Document extract:
↓↓↓
The market value of other items of property, plant and equipment is based on the
quoted market prices for similar items.
(ii) Cash and cash equivalents, accounts receivable, bank loans and accounts
payable:
The fair value of cash and cash equivalents, accounts receivable, bank loans and
accounts payable are estimated as the present value of future cash flows,
discounted at the market rate of interest at the reporting date. At June 30,
2011 and December 31, 2010, the fair value of these balances approximated their
carrying value due to their short term to maturity. Bank loans bear a floating
rate of interest and therefore carrying value approximates fair value.
(iii) Derivatives:
The fair value of forward contracts and swaps is determined by discounting the
difference between the contracted prices and published forward price curves as
at the balance sheet date, using the remaining contracted oil and natural gas
volumes and a risk-free interest rate (based on published government rates). The
fair value of options and costless collars is based on option models that use
published information with respect to volatility, prices and interest rates.
(iv) Stock options:
The fair value of employee stock options is measured using a Black Scholes
option pricing model. Measurement inputs include share price on measurement
date, exercise price of the instrument, expected volatility (based on weighted
average historic volatility adjusted for changes expected due to publicly
available information), weighted average expected life of the instruments (based
on historical experience and general option holder behaviour), expected
dividends, and the risk-free interest rate (based on government bonds).
4. Exploration and evaluation assets:
----------------------------------------------------------------------------
----------------------------------------------------------------------------
Cost or deemed cost Total
----------------------------------------------------------------------------
Balance, January 1, 2010 $ 35,591
Additions 37,234
Transfer to property, plant and equipment (544)
----------------------------------------------------------------------------
Balance, December 31, 2010 $ 72,281
Additions 8,819
Transfer to property, plant and equipment (1,212)
----------------------------------------------------------------------------
Balance, June 30, 2011 $ 79,888
----------------------------------------------------------------------------
----------------------------------------------------------------------------
Exploration and evaluation assets consist of the Company's exploration projects
which are pending the determination of proven or probable reserves. Additions
represent the Company's share of costs incurred on exploration and evaluation
assets during the period.
(a) Impairment charge:
The impairment of exploration and evaluation assets, and any eventual reversal
thereof, is recognized as additional depletion and depreciation expense in the
statement of income.
↑↑↑
Data shown:
↓↓↓
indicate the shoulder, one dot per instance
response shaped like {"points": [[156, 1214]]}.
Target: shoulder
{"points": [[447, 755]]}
↑↑↑
Exercise set:
• a. In the financial statement notes, what model is used to measure the fair value of employee stock options?
• b. Carry the financial statement notes forward, beginning right after their final sentence.
The data plays no part in what follows.

Expected results:
• a. A Black Scholes option pricing model.

• b.
(b) Recoverability of exploration and evaluation assets:
The Company assesses the recoverability of exploration and evaluation assets,
before and at the moment of reclassification to property, plant and equipment,
using Cash Generating Units ("CGUs"). The CGU includes both the exploration and
evaluation CGU and CGUs related to oil and natural gas interests for that area,
but not larger than a segment.
5. Property, plant and equipment:
----------------------------------------------------------------------------
----------------------------------------------------------------------------
Cost or deemed cost Total
----------------------------------------------------------------------------
Balance, January 1, 2010 $ 889,541
Additions 223,508
Property acquisition 2,522
Transfer from exploration and evaluation assets 544
Divestitures (93,975)
Asset held for sale (15,116)
Change in decommissioning obligations 6,524
Capitalized stock-based compensation 4,717
----------------------------------------------------------------------------
Balance, December 31, 2010 $ 1,018,265
Additions 119,892
Transfer from exploration and evaluation assets 1,212
Divestitures (9,221)
Change in decommissioning obligations 2,457
Capitalized stock-based compensation 2,168
----------------------------------------------------------------------------
Balance, June 30, 2011 $ 1,134,773
----------------------------------------------------------------------------
----------------------------------------------------------------------------
----------------------------------------------------------------------------
----------------------------------------------------------------------------
Accumulated depletion and depreciation Total
----------------------------------------------------------------------------
Balance, January 1, 2010 $ -
Depletion and depreciation expense 79,016
Divestitures (2,463)
Impairment 29,072
----------------------------------------------------------------------------
Balance, December 31, 2010 $ 105,625
Divestitures (265)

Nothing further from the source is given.